Data items:
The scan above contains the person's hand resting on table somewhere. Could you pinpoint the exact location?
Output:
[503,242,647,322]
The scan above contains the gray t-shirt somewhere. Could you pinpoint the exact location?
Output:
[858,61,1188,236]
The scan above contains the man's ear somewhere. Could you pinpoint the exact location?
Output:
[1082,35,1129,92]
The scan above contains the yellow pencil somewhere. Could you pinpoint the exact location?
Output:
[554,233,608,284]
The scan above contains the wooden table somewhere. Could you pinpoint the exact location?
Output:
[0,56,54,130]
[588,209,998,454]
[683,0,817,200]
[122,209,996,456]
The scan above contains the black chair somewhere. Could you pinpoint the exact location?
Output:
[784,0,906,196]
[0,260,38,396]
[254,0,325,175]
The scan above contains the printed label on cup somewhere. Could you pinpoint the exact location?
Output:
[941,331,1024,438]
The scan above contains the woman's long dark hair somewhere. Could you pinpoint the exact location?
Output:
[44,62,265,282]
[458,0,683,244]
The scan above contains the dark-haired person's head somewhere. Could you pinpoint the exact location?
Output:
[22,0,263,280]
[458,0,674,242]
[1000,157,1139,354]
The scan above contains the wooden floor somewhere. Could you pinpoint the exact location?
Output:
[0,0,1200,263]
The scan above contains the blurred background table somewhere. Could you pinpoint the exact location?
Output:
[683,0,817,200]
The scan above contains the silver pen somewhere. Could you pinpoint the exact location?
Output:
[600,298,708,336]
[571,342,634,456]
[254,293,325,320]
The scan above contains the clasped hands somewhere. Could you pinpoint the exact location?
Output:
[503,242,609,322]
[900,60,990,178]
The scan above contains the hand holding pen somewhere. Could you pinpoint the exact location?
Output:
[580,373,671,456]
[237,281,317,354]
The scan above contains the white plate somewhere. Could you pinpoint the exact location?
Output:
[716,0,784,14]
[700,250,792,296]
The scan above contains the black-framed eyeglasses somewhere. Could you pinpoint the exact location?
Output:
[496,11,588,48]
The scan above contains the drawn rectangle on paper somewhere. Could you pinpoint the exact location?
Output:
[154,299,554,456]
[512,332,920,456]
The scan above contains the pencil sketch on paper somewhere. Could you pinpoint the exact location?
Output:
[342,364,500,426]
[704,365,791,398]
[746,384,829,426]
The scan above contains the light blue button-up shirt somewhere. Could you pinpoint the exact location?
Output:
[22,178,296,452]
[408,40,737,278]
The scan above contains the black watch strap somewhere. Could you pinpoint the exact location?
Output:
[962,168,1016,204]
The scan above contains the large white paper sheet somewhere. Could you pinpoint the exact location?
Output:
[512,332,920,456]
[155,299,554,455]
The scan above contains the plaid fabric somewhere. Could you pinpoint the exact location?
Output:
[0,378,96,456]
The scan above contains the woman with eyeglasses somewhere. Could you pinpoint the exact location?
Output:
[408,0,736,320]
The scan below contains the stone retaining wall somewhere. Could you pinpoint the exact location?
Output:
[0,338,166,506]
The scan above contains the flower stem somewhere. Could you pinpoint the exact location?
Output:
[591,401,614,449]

• **Exercise description**:
Reproduce everything from the line containing "The scan above contains the black-framed" down to the end of the records, requests included. Scale every bounding-box coordinate in the answers by 1.05 and round each result to a whole number, with halves rounded up.

• **Answer for the task**:
The scan above contains the black-framed eyeglasses somewhere. Could you pinpoint the exact location?
Output:
[521,12,617,50]
The scan above contains the drawn rectangle on paper somewhere. Could you pinpoint the exact location?
Output:
[162,314,582,479]
[538,349,966,479]
The scan above contains the pencil sketch on paper somewhere. Could you pinpoint the exact location?
Output:
[359,382,525,447]
[739,383,831,418]
[783,403,870,447]
The scan above contains the light blue button-up shirt somewhere. Could you pinpoint the exact location?
Output:
[23,187,311,475]
[428,42,774,292]
The scan above contains the black watch strap somewhere. Could you pinpoint the exact location?
Output:
[1010,176,1067,214]
The scan above contains the large white paper sheet somewhere. Could you pinpoint the exact location?
Output:
[538,349,966,479]
[163,314,582,478]
The scan above contains the plaid fabric somewhere. Could you pinpoint the exact location?
Output:
[0,397,101,479]
The scan above contains the woman with eyeglasses somewhere. Could you pinpoint the exact location?
Output:
[428,0,773,336]
The scan below contains the stone retaining wall somewhere. Could you pinpoint the exact location?
Output:
[0,355,174,531]
The scan above contains the flower stem somewhere. Could you pinpoint the exact location?
Output:
[621,421,645,471]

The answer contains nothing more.